Problem:
Rewrite every row below, swapping "satellite tile" for "aerial view" and leaving everything else unchanged.

Listed entries:
* * * *
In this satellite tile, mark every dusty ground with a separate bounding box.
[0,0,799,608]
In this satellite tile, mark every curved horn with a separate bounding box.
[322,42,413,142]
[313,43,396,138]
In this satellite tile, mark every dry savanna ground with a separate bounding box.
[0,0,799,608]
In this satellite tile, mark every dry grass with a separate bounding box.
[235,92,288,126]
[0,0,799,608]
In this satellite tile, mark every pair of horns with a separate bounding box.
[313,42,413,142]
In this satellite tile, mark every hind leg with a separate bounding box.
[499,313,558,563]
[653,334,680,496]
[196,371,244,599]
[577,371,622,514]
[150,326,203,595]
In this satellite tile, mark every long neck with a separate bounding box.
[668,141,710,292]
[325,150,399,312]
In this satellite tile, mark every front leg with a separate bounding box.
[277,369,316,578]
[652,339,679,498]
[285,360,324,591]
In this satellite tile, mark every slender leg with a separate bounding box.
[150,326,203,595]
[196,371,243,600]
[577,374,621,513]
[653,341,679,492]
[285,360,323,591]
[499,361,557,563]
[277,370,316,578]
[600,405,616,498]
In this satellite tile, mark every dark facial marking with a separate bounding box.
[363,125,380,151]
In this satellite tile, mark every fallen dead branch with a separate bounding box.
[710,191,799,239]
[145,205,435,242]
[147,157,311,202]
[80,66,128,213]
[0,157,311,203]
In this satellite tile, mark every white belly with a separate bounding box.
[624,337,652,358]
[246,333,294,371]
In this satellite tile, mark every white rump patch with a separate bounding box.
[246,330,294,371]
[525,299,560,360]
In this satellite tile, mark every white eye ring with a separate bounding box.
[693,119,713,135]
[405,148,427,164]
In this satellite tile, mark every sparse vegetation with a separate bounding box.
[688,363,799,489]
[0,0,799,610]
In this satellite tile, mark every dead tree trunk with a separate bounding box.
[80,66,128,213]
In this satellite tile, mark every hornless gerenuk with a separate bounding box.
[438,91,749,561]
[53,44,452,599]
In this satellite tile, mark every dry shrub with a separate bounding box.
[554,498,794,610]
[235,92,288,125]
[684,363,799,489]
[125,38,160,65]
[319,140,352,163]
* * * *
Answer to this exercise:
In this aerial view, mark every dusty ground with a separate bounding box.
[0,0,799,608]
In this aerial view, mark every curved horn with a separate bounding box.
[322,42,413,142]
[313,43,396,138]
In this aerial view, mark every dry savanna ground with a separate bounding box.
[0,0,799,608]
In this aerial view, mark every dry grass with a separate bounding box.
[235,92,288,126]
[0,0,799,608]
In this aerial view, mark every pair of horns with a separate bounding box.
[313,42,413,142]
In this aerial view, mark every hind leg with a separate bounding box.
[499,313,558,563]
[653,334,680,496]
[196,371,244,599]
[577,371,622,514]
[150,326,203,595]
In this aerial view, mark every long neck with a separate bounding box.
[668,141,710,292]
[325,150,399,312]
In this aerial view, mark every front leg with a separate bounding box.
[277,369,316,578]
[652,339,679,498]
[285,360,324,591]
In this aerial view, mark every slender leg with a separate bounding box.
[150,326,203,595]
[196,371,243,600]
[577,374,621,513]
[653,341,679,492]
[285,360,323,591]
[499,361,557,563]
[277,370,316,578]
[600,405,616,498]
In this aerial view, mark every dark facial marking with a separate bounding box.
[363,125,380,151]
In this aerial view, mark every fallen dead branch with a separate bounding box.
[710,191,799,239]
[145,205,435,242]
[147,157,311,202]
[80,66,128,213]
[0,157,311,203]
In this aerial view, mark every white belly with a separate bounding box.
[624,337,652,358]
[246,333,294,371]
In this aerial view, mark every white rump patch with a separate bounding box.
[246,330,294,371]
[525,299,560,360]
In this aerial view, mark every white eye ring with a separate bounding box.
[693,119,713,135]
[405,148,427,164]
In this aerial view, mark every sparse vegetation with a separate bounding box.
[688,363,799,489]
[0,0,799,610]
In this aerial view, mark every dead tree trunk with a separate bounding box.
[80,66,128,213]
In this aerial view, mark every hornless gerenuk with a separate bounding box.
[438,91,749,561]
[53,44,452,599]
In this aerial view, mark every dry shrub with a separate bounding box.
[554,498,794,610]
[235,92,288,125]
[684,363,799,489]
[125,38,160,65]
[319,140,352,163]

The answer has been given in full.